- [Stated problem] Reproduce all of the data exactly.

......

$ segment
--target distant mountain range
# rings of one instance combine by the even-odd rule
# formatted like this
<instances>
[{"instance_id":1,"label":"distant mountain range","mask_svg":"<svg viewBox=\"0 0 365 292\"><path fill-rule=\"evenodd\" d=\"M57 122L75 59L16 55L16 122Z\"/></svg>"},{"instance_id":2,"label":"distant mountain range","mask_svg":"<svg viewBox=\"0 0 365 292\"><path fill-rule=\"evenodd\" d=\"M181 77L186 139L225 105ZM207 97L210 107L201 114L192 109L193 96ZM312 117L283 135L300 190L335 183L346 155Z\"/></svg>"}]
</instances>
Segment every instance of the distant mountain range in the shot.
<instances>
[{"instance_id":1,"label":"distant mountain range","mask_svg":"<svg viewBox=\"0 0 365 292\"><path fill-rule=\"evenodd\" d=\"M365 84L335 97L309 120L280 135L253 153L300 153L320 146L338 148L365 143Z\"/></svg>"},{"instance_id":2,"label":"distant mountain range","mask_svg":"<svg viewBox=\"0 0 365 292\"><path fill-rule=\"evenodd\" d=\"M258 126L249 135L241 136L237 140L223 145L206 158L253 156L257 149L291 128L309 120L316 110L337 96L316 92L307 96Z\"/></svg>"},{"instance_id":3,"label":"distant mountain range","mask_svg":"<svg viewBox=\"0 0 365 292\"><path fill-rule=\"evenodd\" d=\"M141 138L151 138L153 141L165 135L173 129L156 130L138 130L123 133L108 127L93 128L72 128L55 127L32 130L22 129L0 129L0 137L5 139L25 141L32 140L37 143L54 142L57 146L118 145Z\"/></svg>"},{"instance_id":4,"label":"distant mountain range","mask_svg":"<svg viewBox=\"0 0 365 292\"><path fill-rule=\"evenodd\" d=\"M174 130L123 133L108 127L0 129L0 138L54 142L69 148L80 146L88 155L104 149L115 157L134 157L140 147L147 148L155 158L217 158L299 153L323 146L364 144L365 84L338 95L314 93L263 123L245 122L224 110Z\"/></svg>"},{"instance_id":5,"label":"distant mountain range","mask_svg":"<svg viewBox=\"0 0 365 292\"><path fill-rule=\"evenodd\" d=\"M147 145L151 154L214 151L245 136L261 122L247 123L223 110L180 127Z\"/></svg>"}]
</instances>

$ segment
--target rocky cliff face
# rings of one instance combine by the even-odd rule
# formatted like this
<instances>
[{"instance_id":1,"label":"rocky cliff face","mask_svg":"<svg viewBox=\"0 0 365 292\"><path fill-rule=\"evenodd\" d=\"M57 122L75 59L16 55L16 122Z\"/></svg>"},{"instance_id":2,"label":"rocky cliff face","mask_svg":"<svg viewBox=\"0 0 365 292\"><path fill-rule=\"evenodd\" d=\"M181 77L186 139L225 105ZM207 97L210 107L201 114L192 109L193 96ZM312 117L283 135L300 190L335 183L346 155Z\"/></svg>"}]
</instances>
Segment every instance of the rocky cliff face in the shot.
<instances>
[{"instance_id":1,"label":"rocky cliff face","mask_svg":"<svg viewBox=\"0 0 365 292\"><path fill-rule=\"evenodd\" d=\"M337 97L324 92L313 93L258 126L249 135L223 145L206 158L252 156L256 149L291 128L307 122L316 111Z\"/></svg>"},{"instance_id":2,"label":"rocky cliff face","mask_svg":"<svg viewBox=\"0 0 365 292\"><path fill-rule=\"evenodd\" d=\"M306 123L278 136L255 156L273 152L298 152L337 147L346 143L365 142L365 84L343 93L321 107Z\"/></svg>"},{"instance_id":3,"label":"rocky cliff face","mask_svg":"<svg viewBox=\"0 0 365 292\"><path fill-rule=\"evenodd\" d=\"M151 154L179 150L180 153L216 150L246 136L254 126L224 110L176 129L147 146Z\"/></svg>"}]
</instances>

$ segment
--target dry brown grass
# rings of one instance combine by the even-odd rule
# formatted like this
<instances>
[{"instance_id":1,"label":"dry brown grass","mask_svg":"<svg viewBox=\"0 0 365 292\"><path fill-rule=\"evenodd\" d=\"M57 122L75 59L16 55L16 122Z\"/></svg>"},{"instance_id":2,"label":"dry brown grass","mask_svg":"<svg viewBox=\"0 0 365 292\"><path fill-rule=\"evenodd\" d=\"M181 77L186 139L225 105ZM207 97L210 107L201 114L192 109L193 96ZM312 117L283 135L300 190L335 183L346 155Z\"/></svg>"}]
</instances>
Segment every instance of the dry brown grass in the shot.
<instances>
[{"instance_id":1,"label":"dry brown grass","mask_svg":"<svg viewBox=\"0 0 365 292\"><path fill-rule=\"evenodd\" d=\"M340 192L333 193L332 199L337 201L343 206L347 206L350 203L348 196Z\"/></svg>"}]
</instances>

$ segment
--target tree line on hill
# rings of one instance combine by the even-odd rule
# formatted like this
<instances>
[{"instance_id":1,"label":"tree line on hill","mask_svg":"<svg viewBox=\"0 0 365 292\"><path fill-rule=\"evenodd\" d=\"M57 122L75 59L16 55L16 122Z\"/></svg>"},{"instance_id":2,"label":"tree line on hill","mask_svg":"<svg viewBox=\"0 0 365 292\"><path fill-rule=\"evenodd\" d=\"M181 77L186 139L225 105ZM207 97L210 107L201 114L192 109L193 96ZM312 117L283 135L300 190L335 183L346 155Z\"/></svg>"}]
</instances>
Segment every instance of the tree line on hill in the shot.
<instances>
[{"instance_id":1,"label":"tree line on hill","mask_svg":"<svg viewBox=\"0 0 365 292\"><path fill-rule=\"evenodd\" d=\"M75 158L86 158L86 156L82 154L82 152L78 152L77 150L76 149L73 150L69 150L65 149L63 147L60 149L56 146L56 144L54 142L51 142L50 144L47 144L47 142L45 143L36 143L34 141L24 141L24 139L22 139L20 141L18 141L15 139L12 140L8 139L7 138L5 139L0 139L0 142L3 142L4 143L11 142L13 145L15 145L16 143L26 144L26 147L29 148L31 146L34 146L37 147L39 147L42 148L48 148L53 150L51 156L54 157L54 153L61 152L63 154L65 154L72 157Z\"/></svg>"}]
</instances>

......

- [Correct response]
$ segment
--target distant mountain range
# rings of one instance combine by the even-odd rule
# formatted like this
<instances>
[{"instance_id":1,"label":"distant mountain range","mask_svg":"<svg viewBox=\"0 0 365 292\"><path fill-rule=\"evenodd\" d=\"M57 122L75 59L16 55L16 122Z\"/></svg>"},{"instance_id":2,"label":"distant mountain range","mask_svg":"<svg viewBox=\"0 0 365 292\"><path fill-rule=\"evenodd\" d=\"M181 77L186 139L225 105ZM207 97L210 107L201 114L192 109L193 96ZM312 117L283 135L300 190L335 183L346 155Z\"/></svg>"}]
</instances>
Segment every instance of the distant mountain range in the shot.
<instances>
[{"instance_id":1,"label":"distant mountain range","mask_svg":"<svg viewBox=\"0 0 365 292\"><path fill-rule=\"evenodd\" d=\"M365 84L335 97L309 120L280 135L253 153L300 153L320 146L338 148L365 143Z\"/></svg>"},{"instance_id":2,"label":"distant mountain range","mask_svg":"<svg viewBox=\"0 0 365 292\"><path fill-rule=\"evenodd\" d=\"M258 126L249 135L241 136L237 140L223 145L206 158L253 156L257 149L291 128L309 120L316 110L337 96L316 92L307 96Z\"/></svg>"},{"instance_id":3,"label":"distant mountain range","mask_svg":"<svg viewBox=\"0 0 365 292\"><path fill-rule=\"evenodd\" d=\"M141 138L151 138L153 141L165 135L173 129L156 130L138 130L123 133L108 127L93 128L72 128L55 127L32 130L22 129L0 129L0 137L5 139L25 141L32 140L37 143L54 142L57 146L118 145Z\"/></svg>"},{"instance_id":4,"label":"distant mountain range","mask_svg":"<svg viewBox=\"0 0 365 292\"><path fill-rule=\"evenodd\" d=\"M174 130L123 133L108 127L0 129L0 138L54 142L69 148L80 146L88 155L104 149L115 157L134 157L140 147L147 148L155 158L217 158L299 153L323 146L364 144L365 84L338 95L314 93L263 123L245 122L224 110Z\"/></svg>"},{"instance_id":5,"label":"distant mountain range","mask_svg":"<svg viewBox=\"0 0 365 292\"><path fill-rule=\"evenodd\" d=\"M147 145L151 154L214 151L245 136L261 122L247 123L223 110L180 127Z\"/></svg>"}]
</instances>

$ segment
--target rocky cliff face
# rings of one instance combine by the even-odd rule
# formatted like this
<instances>
[{"instance_id":1,"label":"rocky cliff face","mask_svg":"<svg viewBox=\"0 0 365 292\"><path fill-rule=\"evenodd\" d=\"M57 122L75 59L16 55L16 122Z\"/></svg>"},{"instance_id":2,"label":"rocky cliff face","mask_svg":"<svg viewBox=\"0 0 365 292\"><path fill-rule=\"evenodd\" d=\"M181 77L186 139L225 105ZM207 97L210 107L201 114L192 109L193 96ZM312 117L283 135L300 190L335 183L346 155Z\"/></svg>"}]
</instances>
Segment every instance of the rocky cliff face in the shot.
<instances>
[{"instance_id":1,"label":"rocky cliff face","mask_svg":"<svg viewBox=\"0 0 365 292\"><path fill-rule=\"evenodd\" d=\"M337 97L324 92L313 93L258 126L249 135L223 145L206 158L252 156L256 149L291 128L307 122L316 111Z\"/></svg>"},{"instance_id":2,"label":"rocky cliff face","mask_svg":"<svg viewBox=\"0 0 365 292\"><path fill-rule=\"evenodd\" d=\"M306 123L278 136L255 156L273 152L298 152L337 147L346 143L365 142L365 84L343 93L321 107Z\"/></svg>"},{"instance_id":3,"label":"rocky cliff face","mask_svg":"<svg viewBox=\"0 0 365 292\"><path fill-rule=\"evenodd\" d=\"M151 154L179 150L180 153L216 150L246 136L254 126L224 110L176 129L147 146Z\"/></svg>"}]
</instances>

$ segment
--target dry brown grass
# rings of one instance combine by the even-odd rule
# formatted like this
<instances>
[{"instance_id":1,"label":"dry brown grass","mask_svg":"<svg viewBox=\"0 0 365 292\"><path fill-rule=\"evenodd\" d=\"M57 122L75 59L16 55L16 122Z\"/></svg>"},{"instance_id":2,"label":"dry brown grass","mask_svg":"<svg viewBox=\"0 0 365 292\"><path fill-rule=\"evenodd\" d=\"M181 77L186 139L225 105ZM207 97L210 107L201 114L192 109L193 96ZM312 117L283 135L300 190L335 183L346 155Z\"/></svg>"}]
</instances>
Segment every instance of the dry brown grass in the shot.
<instances>
[{"instance_id":1,"label":"dry brown grass","mask_svg":"<svg viewBox=\"0 0 365 292\"><path fill-rule=\"evenodd\" d=\"M340 192L333 193L332 199L337 201L343 206L347 206L350 203L348 196Z\"/></svg>"}]
</instances>

$ segment
--target tree line on hill
# rings of one instance combine by the even-odd rule
# formatted like this
<instances>
[{"instance_id":1,"label":"tree line on hill","mask_svg":"<svg viewBox=\"0 0 365 292\"><path fill-rule=\"evenodd\" d=\"M57 122L75 59L16 55L16 122Z\"/></svg>"},{"instance_id":2,"label":"tree line on hill","mask_svg":"<svg viewBox=\"0 0 365 292\"><path fill-rule=\"evenodd\" d=\"M181 77L186 139L225 105ZM207 97L210 107L201 114L192 109L193 96ZM312 117L283 135L300 190L335 183L346 155Z\"/></svg>"}]
</instances>
Segment every instance of the tree line on hill in the shot.
<instances>
[{"instance_id":1,"label":"tree line on hill","mask_svg":"<svg viewBox=\"0 0 365 292\"><path fill-rule=\"evenodd\" d=\"M75 158L86 158L86 156L82 154L82 152L78 152L77 150L76 149L73 150L69 150L65 149L63 147L60 149L56 146L56 144L54 142L51 142L50 144L47 144L47 142L45 143L36 143L34 141L24 141L24 139L22 139L20 141L18 141L15 139L12 140L8 139L7 138L5 139L0 139L0 142L3 142L4 143L11 142L13 145L15 145L16 143L26 144L26 147L29 148L31 146L34 146L37 147L39 147L42 148L48 148L53 150L51 156L54 157L54 153L61 152L63 154L65 154L72 157Z\"/></svg>"}]
</instances>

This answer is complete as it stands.